## [TASK PROMPT]
In the material below, how many lines contain the string "linen", counting only exact-case matches? Reply with the number alone.

## [EXTRACTED RECORDS]
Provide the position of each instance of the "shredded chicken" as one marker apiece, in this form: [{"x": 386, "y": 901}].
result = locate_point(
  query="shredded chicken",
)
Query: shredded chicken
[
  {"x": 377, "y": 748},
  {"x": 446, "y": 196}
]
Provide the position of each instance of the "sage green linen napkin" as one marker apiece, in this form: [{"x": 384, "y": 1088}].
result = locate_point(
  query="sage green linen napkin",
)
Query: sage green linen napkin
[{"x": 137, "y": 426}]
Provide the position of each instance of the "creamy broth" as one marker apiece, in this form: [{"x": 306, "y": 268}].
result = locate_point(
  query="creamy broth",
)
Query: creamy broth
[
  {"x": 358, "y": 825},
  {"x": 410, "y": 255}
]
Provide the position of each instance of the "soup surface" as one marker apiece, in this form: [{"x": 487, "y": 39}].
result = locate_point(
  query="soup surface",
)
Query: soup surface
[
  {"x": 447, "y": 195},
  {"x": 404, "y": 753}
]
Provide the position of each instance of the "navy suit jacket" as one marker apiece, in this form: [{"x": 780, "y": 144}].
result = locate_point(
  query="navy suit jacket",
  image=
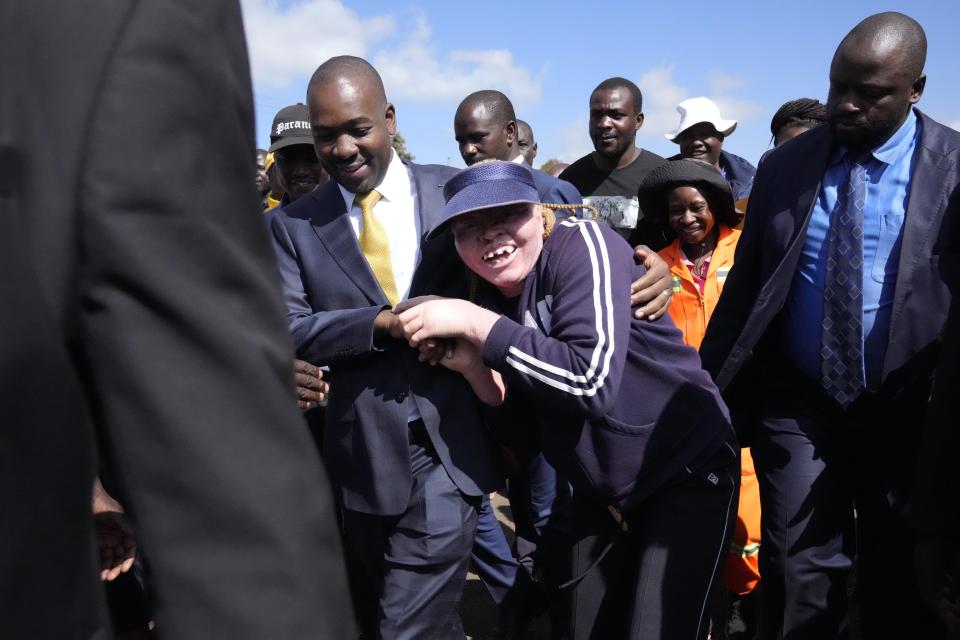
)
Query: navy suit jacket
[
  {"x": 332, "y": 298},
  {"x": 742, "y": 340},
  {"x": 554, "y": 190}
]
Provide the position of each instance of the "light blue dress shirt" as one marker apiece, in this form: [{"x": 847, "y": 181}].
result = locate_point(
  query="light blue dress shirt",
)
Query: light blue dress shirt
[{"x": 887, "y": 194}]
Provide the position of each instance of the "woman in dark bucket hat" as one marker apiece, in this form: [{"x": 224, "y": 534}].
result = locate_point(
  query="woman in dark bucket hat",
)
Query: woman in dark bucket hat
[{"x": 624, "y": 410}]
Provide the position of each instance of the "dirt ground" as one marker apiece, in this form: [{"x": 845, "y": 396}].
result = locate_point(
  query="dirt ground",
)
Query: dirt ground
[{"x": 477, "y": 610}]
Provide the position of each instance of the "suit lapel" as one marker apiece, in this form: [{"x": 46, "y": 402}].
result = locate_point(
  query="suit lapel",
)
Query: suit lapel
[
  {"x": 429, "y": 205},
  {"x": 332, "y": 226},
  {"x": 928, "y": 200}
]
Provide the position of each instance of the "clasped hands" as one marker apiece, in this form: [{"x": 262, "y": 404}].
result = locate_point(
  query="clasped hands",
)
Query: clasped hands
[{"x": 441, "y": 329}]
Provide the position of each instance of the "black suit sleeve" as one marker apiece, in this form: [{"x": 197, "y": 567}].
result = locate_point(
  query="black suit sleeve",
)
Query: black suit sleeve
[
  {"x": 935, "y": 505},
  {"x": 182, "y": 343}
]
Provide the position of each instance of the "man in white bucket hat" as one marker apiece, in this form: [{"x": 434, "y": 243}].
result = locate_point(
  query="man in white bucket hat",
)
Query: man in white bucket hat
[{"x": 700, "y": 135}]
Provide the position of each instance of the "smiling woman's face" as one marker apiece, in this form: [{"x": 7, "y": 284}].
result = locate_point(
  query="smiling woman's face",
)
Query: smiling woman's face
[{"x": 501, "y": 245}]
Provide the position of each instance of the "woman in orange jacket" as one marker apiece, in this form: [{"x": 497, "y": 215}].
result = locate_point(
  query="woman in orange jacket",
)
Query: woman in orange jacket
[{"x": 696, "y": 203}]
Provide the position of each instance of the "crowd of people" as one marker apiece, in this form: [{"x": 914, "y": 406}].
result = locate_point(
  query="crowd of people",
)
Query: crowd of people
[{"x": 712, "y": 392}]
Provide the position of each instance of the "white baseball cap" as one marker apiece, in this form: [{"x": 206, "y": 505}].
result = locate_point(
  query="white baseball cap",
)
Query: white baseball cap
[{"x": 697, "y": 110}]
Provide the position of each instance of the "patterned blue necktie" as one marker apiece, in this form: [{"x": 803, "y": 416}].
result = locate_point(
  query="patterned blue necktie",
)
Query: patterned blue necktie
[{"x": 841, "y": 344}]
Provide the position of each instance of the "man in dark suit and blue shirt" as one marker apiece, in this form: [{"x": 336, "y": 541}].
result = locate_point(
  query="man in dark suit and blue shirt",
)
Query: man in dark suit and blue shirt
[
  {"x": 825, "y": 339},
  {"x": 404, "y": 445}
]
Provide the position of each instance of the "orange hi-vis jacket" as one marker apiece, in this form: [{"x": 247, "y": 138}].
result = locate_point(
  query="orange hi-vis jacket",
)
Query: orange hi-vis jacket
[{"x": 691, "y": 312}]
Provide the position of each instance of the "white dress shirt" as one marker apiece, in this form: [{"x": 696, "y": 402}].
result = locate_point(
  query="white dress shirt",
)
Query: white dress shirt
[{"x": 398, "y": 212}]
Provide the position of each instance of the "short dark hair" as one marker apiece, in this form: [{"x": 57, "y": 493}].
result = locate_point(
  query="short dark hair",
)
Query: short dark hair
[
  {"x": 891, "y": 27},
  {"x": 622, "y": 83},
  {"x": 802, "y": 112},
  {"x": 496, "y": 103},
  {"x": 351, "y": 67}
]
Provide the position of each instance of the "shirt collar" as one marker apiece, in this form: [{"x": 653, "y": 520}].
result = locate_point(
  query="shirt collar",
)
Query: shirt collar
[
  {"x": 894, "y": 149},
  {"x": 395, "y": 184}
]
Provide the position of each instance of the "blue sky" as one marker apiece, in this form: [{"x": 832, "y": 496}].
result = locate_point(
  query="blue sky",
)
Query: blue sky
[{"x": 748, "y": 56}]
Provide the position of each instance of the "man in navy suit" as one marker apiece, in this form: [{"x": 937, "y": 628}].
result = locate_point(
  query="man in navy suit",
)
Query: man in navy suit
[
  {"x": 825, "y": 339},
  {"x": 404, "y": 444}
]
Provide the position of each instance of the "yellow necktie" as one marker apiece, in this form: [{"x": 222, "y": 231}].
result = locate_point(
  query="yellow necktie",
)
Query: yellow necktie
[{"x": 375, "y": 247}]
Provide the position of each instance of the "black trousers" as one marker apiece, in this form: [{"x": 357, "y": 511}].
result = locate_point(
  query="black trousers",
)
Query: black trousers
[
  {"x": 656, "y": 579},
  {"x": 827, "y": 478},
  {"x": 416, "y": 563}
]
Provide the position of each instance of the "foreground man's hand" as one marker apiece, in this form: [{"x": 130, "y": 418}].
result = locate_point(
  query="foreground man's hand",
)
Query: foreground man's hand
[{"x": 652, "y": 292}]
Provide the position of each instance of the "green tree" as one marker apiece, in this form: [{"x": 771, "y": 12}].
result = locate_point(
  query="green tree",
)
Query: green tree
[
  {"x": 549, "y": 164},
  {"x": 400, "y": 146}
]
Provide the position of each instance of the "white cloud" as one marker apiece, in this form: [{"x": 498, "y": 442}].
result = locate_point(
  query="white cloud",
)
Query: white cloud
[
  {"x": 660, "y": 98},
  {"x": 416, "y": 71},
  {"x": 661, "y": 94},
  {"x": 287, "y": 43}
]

## [SOLUTION TO THIS PROBLEM]
3